Recorded data:
- - - - -
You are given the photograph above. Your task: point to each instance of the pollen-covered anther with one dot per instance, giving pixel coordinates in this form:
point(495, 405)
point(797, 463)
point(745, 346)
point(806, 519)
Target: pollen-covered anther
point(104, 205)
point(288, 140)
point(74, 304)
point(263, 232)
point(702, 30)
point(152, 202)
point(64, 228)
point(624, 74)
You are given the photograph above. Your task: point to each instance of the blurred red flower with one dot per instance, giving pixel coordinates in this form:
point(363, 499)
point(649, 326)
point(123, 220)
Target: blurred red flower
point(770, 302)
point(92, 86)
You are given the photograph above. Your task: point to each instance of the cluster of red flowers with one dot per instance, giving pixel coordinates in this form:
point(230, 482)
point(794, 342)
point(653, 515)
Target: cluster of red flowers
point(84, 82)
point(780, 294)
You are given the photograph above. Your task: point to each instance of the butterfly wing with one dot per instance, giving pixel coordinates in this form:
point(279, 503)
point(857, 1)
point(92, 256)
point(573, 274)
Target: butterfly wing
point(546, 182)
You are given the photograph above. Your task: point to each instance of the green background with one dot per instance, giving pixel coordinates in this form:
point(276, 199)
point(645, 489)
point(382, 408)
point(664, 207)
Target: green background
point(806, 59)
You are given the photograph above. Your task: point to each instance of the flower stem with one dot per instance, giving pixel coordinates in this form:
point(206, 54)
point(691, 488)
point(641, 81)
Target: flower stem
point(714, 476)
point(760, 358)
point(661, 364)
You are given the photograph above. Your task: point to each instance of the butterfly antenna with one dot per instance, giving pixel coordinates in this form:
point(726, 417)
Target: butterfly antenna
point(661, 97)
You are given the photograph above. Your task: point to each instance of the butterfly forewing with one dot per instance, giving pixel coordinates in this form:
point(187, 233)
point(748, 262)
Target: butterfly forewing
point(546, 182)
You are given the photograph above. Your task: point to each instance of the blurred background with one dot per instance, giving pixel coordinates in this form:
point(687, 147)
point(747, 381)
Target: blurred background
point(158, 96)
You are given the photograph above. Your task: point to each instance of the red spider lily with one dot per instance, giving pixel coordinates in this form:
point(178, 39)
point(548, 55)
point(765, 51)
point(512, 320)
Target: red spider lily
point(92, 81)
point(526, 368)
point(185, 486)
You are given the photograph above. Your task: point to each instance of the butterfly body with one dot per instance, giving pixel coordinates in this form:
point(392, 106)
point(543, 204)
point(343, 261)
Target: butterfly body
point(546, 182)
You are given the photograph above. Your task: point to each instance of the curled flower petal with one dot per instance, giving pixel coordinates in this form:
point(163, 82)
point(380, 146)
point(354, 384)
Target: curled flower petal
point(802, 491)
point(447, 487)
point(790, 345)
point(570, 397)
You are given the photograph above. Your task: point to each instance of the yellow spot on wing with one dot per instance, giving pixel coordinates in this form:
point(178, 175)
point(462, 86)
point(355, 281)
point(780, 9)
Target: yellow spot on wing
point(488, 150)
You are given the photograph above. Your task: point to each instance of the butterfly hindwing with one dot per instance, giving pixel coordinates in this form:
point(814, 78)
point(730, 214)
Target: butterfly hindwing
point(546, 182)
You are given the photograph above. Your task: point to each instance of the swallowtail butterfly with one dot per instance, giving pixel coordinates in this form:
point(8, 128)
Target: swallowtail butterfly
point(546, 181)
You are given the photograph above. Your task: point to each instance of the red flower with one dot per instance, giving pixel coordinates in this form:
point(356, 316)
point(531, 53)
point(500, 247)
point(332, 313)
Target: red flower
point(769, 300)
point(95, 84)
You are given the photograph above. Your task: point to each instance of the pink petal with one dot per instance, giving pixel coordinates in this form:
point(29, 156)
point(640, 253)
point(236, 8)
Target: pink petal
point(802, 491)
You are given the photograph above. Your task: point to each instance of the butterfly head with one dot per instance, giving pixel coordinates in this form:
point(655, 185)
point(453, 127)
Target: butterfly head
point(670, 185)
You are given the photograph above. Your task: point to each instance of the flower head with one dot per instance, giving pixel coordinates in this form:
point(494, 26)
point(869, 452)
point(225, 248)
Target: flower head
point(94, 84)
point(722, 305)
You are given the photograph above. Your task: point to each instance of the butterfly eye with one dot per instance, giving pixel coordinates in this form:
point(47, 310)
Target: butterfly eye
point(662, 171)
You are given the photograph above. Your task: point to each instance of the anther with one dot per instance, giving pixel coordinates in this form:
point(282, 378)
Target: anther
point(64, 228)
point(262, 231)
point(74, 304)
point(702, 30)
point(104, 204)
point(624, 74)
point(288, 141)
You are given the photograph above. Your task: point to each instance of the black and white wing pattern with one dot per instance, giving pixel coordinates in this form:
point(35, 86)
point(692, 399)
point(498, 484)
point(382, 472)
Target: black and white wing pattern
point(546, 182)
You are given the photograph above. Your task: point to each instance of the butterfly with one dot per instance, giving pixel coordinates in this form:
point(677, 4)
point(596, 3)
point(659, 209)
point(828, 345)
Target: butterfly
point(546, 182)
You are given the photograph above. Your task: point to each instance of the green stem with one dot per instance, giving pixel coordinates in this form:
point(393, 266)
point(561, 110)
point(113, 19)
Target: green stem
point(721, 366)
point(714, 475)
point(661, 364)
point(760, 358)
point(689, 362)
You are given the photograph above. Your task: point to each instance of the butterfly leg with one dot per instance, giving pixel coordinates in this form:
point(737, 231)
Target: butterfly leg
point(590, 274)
- - - - -
Take the line with "the green stem" and all lines after it to the last line, and reproduce them exactly.

### Exercise output
You are given the photograph above. Your task: point to each instance of the green stem with one dot per instance, giving pixel coordinates in this form:
point(393, 266)
point(561, 110)
point(113, 19)
Target: green stem
point(721, 366)
point(714, 475)
point(661, 364)
point(760, 358)
point(689, 362)
You are given the photograph above. Your task: point to each instance of the butterfly leg with one dot per instance, giving pixel coordinates in this form:
point(737, 231)
Target: butterfly leg
point(590, 274)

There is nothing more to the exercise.